▶ Required action:
Each record should be written out exactly as given.

━━ Data listing ━━

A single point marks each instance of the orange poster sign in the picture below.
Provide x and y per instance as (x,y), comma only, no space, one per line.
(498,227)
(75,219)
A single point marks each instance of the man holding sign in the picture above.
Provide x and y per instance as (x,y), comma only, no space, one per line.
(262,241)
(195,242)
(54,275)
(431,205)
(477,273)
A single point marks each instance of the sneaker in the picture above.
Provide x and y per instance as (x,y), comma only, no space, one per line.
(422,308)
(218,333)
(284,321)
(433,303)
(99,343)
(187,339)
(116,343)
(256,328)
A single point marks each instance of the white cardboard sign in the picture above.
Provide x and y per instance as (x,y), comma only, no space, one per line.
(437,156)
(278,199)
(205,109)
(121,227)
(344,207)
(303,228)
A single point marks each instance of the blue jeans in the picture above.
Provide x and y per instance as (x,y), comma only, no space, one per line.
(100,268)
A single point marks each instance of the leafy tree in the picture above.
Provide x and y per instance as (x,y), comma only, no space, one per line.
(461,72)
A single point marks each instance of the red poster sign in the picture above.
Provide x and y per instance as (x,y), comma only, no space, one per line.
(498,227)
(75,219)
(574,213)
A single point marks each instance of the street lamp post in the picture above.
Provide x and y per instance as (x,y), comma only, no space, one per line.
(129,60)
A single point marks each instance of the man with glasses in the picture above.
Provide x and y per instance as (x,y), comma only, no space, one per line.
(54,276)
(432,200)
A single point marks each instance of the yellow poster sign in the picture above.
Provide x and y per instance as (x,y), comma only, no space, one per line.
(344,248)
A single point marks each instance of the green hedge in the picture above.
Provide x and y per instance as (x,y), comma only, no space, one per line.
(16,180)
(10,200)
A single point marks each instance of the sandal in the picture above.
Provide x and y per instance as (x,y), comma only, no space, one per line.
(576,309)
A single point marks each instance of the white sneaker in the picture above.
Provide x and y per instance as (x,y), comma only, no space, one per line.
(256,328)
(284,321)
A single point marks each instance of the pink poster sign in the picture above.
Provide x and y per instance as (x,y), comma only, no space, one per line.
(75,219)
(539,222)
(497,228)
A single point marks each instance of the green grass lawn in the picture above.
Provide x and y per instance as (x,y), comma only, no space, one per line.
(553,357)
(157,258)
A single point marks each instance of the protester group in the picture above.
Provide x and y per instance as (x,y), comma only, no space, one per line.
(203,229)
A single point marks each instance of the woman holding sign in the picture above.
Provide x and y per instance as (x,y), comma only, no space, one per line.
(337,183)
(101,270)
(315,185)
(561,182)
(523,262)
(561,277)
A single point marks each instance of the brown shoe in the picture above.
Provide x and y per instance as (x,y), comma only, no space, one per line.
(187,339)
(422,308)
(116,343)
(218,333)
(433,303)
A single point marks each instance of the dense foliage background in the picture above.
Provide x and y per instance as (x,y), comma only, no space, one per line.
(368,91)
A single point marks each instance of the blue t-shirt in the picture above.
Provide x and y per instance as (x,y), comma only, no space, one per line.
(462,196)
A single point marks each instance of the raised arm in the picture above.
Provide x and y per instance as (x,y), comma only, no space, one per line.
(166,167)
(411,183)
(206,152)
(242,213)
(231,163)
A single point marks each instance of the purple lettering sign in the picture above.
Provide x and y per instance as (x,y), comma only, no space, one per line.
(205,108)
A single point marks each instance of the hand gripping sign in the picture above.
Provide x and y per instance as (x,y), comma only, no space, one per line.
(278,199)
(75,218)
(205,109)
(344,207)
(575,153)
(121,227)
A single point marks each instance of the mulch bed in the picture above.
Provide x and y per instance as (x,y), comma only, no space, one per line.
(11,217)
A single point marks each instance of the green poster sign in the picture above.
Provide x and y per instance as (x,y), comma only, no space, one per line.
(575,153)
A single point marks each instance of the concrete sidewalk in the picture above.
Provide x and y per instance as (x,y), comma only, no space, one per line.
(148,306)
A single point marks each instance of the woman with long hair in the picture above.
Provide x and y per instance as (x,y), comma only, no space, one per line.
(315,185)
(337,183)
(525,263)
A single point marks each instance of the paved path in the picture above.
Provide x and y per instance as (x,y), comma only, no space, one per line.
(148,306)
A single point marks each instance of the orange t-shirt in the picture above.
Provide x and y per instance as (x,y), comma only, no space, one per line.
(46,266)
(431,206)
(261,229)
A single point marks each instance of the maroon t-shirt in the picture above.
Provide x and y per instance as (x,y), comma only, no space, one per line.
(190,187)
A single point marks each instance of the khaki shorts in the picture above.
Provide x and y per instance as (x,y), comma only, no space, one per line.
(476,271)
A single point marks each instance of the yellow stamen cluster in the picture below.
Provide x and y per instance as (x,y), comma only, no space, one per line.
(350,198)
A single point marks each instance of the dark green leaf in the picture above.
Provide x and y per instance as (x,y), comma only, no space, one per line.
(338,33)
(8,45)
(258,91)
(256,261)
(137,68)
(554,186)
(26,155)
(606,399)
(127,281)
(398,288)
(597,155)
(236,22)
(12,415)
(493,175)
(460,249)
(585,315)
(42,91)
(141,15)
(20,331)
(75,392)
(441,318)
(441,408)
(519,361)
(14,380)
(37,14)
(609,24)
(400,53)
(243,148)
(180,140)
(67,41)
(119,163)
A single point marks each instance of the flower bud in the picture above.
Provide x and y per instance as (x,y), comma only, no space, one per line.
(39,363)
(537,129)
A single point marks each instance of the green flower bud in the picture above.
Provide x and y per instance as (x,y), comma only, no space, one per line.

━━━

▶ Exercise solution:
A single point marks each instance of the orange poster sign in the picture below.
Provide x and y per instance as (x,y), comma only, no space, one per line.
(498,227)
(75,219)
A single point marks each instance of the man holding sign in the picture above.
Provide x and y per instance as (x,y), comma only, no space, one per line.
(262,241)
(195,242)
(54,275)
(431,205)
(477,273)
A single point marks each instance of the sneaker in the picture above.
Provide x and y per instance as (x,y), comma only, no space, one per line.
(422,308)
(218,333)
(284,321)
(433,303)
(99,343)
(187,339)
(116,343)
(256,328)
A single point marks each instance of the white cardboard sign in the picture above.
Provide x and y per instance as (x,y), comma only, no space, one per line.
(437,156)
(278,199)
(205,109)
(121,227)
(344,207)
(303,228)
A single point marks each instance of the blue jeans in the picture above.
Provide x and y per instance as (x,y), comma only, no space, one per line.
(100,268)
A single point marks each instance of the leafy tree in the picture above.
Provide x and y per instance as (x,y), comma only, no space, one per line.
(461,72)
A single point marks each instance of the red poster sign in the picture above.
Provide x and y per instance as (x,y), comma only, no space, one per line.
(498,227)
(75,219)
(574,213)
A single point marks each instance of the street lamp post in the picture above.
Provide x and y per instance as (x,y), comma only, no space, one per line.
(129,60)
A single point marks each instance of the man with glasses in the picture above.
Provide x and y per instance as (x,y), comma only, no space, one per line.
(54,276)
(432,200)
A single point marks each instance of the yellow poster sign in the picture above.
Provide x and y per instance as (x,y), comma only, no space, one per line.
(344,248)
A single point marks each instance of the green hedge in the picture above.
Provide x and y per instance as (x,y), comma only, no space, one per line.
(16,180)
(10,200)
A single point marks each instance of the sandal in the picture above.
Provide x and y per instance as (x,y), comma only, no space, one per line.
(576,309)
A single point marks each instance of the white sneaker in the picture above.
Provide x and y per instance as (x,y), comma only, no space, one per line.
(256,328)
(284,321)
A single point marks each instance of the pink poster sign in the picture above.
Provide x and y per instance as (x,y), comma only, no space, one per line.
(75,219)
(539,222)
(497,228)
A single point marks each instance of the green grass lawn in the picture above.
Provide x and y per instance as (x,y), comma only, no space, one per line.
(553,357)
(157,258)
A single point marks each instance of the protester group in the picture above.
Provide x and y per instance as (x,y), comma only, no space, one per line.
(203,229)
A single point marks each instance of the woman holding sign in the picture above.
Provide x and y per instance as (x,y), comma only, no space, one per line.
(337,183)
(101,270)
(315,185)
(561,182)
(523,262)
(561,277)
A single point marks each instance of the brown shoe in the picture above.
Provide x and y per instance as (x,y), comma only, no space, one per line.
(187,339)
(422,308)
(116,343)
(218,333)
(433,303)
A single point marks each instance of the dense foliage background in the picture above.
Provide x and y per instance as (x,y), comma only, no space, one per line.
(368,91)
A single point marks each instance of the blue t-shirt in the picture above.
Provide x and y per instance as (x,y), comma only, no space, one per line.
(462,196)
A single point marks each instance of the raised arm in the picture above.
Provide x and y per instance as (x,y), comma only, no space, one per line.
(166,167)
(411,183)
(206,152)
(242,213)
(231,163)
A single point marks each instance of the purple lettering sign in the picture above.
Provide x and y per instance as (x,y), comma only, no space, one per line.
(205,108)
A single point marks each instance of the hand gripping sign in the picture above.
Provide x and y per instance as (x,y), comma only, no space, one per line.
(278,199)
(75,218)
(205,109)
(344,207)
(575,153)
(121,227)
A single point marks each instance of the mulch bed in the picture above.
Provide x and y per instance as (x,y), comma only, no space, one per line.
(11,217)
A single point marks each instance of the green poster sign in the picture above.
Provide x and y per instance as (x,y), comma only, no space, one per line.
(575,153)
A single point marks each instance of the concrete sidewalk in the picture above.
Provide x and y per instance as (x,y), comma only, no space, one per line.
(148,306)
A single point marks each instance of the woman with long hair in the picture above.
Provide x and y per instance as (x,y), comma only, no space, one per line.
(315,185)
(337,183)
(525,263)
A single point marks each instance of the paved path in the picture above.
Provide x and y per instance as (x,y), comma only, no space, one per line.
(148,306)
A single point marks each instance of the orange t-shirt in the picture above.
Provide x and y per instance as (x,y), comma only, no space, one per line.
(46,266)
(431,206)
(261,229)
A single point marks each instance of the maroon t-shirt in the picture above.
Provide x and y per instance as (x,y), comma only, no space, one per line.
(190,187)
A single point marks each instance of the khaki shorts in the picture above.
Provide x and y per instance as (x,y), comma only, no space, one per line.
(476,271)
A single point marks each instance of the yellow stamen cluster in the picture below.
Provide x and y per instance as (x,y), comma only, no space, one per line.
(350,198)
A single point marks each instance of the dark green leaf in the picture above.
Provide x and y per instance as (x,y), comma only, no space, one per line.
(338,33)
(8,45)
(258,91)
(256,261)
(137,68)
(554,186)
(26,155)
(606,399)
(127,281)
(398,288)
(597,155)
(236,22)
(12,415)
(493,175)
(460,249)
(585,315)
(42,91)
(141,15)
(20,331)
(75,392)
(441,318)
(441,408)
(519,361)
(14,380)
(37,14)
(609,24)
(400,53)
(243,148)
(180,140)
(67,41)
(119,163)
A single point marks each instance of the flower bud in the picture above.
Provide x and y per instance as (x,y), comma only, no space, one per line.
(39,363)
(537,129)
A single point marks each instance of the green flower bud in the picture above.
Provide x and y per instance as (x,y), comma only, no space, one per line.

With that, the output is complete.